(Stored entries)
* * *

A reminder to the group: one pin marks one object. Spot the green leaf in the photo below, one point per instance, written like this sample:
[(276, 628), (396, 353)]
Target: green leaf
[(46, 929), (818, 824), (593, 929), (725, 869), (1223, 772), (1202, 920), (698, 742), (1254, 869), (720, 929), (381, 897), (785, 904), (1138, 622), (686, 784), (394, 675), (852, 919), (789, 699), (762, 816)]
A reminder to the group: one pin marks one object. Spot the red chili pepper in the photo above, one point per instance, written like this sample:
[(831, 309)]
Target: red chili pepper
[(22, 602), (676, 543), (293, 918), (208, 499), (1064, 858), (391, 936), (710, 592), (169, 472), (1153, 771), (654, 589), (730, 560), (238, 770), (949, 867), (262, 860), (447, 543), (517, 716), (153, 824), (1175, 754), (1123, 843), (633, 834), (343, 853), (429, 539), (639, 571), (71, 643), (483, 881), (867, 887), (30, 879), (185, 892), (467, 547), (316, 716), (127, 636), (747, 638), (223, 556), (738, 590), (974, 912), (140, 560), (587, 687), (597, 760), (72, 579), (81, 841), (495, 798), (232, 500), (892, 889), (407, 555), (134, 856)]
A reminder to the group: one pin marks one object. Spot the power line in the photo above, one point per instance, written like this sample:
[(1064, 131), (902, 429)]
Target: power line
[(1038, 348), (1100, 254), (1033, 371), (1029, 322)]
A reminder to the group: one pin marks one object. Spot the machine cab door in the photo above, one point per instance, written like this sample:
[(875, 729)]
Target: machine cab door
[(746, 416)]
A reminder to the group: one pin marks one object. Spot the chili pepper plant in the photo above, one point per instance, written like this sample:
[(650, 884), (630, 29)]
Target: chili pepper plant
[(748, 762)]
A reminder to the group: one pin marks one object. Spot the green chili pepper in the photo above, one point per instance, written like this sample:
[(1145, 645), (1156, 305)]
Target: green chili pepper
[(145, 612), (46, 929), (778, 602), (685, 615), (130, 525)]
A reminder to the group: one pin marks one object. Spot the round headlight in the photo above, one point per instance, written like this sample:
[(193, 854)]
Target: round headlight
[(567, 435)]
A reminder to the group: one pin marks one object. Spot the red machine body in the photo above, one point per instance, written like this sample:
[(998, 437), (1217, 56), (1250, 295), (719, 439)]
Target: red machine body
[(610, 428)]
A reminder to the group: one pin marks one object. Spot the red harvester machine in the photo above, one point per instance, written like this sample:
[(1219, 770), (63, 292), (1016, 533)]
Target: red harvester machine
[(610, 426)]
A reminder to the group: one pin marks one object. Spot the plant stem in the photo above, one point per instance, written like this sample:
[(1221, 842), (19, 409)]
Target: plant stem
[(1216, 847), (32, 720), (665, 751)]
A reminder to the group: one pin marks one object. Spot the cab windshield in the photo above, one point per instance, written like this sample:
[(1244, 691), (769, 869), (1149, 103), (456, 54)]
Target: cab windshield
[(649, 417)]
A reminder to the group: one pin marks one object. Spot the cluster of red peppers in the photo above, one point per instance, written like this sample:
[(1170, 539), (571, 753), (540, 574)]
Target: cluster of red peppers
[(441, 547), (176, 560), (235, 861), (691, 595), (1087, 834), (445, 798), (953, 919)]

* * *

[PROBLEM TO SOLVE]
Edit every row above, putting "marker" wherever "pin" appears and changing nothing else.

[SOLVED EXERCISE]
A reminder to the group: one marker marks one object. Spot the green leaf in the photo below, one point per instance, written like this sample:
[(276, 628), (396, 353)]
Target: green leaf
[(46, 929), (818, 824), (593, 929), (725, 869), (1223, 772), (1202, 920), (698, 742), (1254, 869), (720, 929), (381, 897), (785, 904), (1138, 622), (686, 784), (394, 675), (852, 919), (789, 699), (762, 816)]
A reminder to the group: one marker marks one object. Spot the red chili pepper in the photo above, one point per instance, written like this sample:
[(831, 309)]
Target: red chili pepper
[(22, 602), (676, 543), (293, 918), (208, 499), (1064, 858), (391, 936), (710, 592), (169, 472), (1153, 771), (654, 589), (730, 560), (238, 770), (949, 867), (262, 860), (447, 543), (517, 716), (153, 824), (1175, 754), (1123, 843), (633, 834), (343, 853), (429, 539), (639, 571), (71, 643), (483, 881), (867, 887), (30, 879), (185, 892), (467, 547), (316, 716), (127, 636), (747, 638), (223, 556), (738, 590), (974, 912), (140, 560), (587, 687), (597, 760), (72, 579), (81, 841), (495, 798), (232, 500), (892, 889), (407, 555), (134, 856)]
A reminder to the group: one marker marks one object. Spot the power line in the photo above, one point per instance, written like this sample:
[(1064, 131), (902, 429)]
Target: power line
[(1038, 348), (1100, 254), (1033, 371), (1029, 322)]
A reminder to the group: one marker marks one object. Spot the machine cab door in the photo above, one point per instance, written like this sample:
[(875, 729)]
Target: machine cab door
[(746, 416)]
A reminder to the group: one marker marks one object. Spot the chili pepper plant in the photo above, one point per instance, written like this sample:
[(650, 884), (630, 29)]
Target: chili pepper plant
[(748, 762)]
A reminder to the group: one marker marks one object. Spot the green chili pepper in the photo above, one point per instance, written like this sample:
[(1145, 645), (1156, 305)]
Target: green chili pepper
[(145, 612), (46, 929), (778, 602), (685, 615), (130, 525)]
A reminder to the group: one marker marks one object. Spot the round headlight in the photo above, one point per instance, written like this sample:
[(193, 854)]
Target: round headlight
[(567, 435)]
A reminder to the group: one marker marks one object. Spot the red machine body in the photo above, one point per instance, written like this sample:
[(998, 437), (1217, 56), (1250, 295), (719, 439)]
Target: red machine body
[(610, 428)]
A reminder to the group: one marker marks one object. Spot the red harvester machine in the photo above, one point per instance, written like this sample:
[(1219, 770), (63, 292), (1016, 533)]
Target: red harvester machine
[(610, 426)]
A reminder to the group: one marker marks one object. Spot the plant stem in the photo above, one point per instance, written like this sample:
[(1221, 842), (19, 409)]
Target: plant stem
[(1216, 847), (32, 720), (665, 751)]
A reminder to the group: one marker marks one object. Spot the cab windshield in the photo above, one point per instance, written like this sample:
[(1244, 691), (769, 869), (1149, 103), (456, 54)]
Target: cab windshield
[(649, 417)]
A reminder to the group: one marker marks one object. Spot the cluster of red peppers in the photo above, one point per instance, written like this sample:
[(1170, 539), (571, 753), (540, 574)]
Target: cluster of red peppers
[(441, 547), (176, 560), (235, 861), (691, 595), (1087, 834), (445, 798), (953, 919)]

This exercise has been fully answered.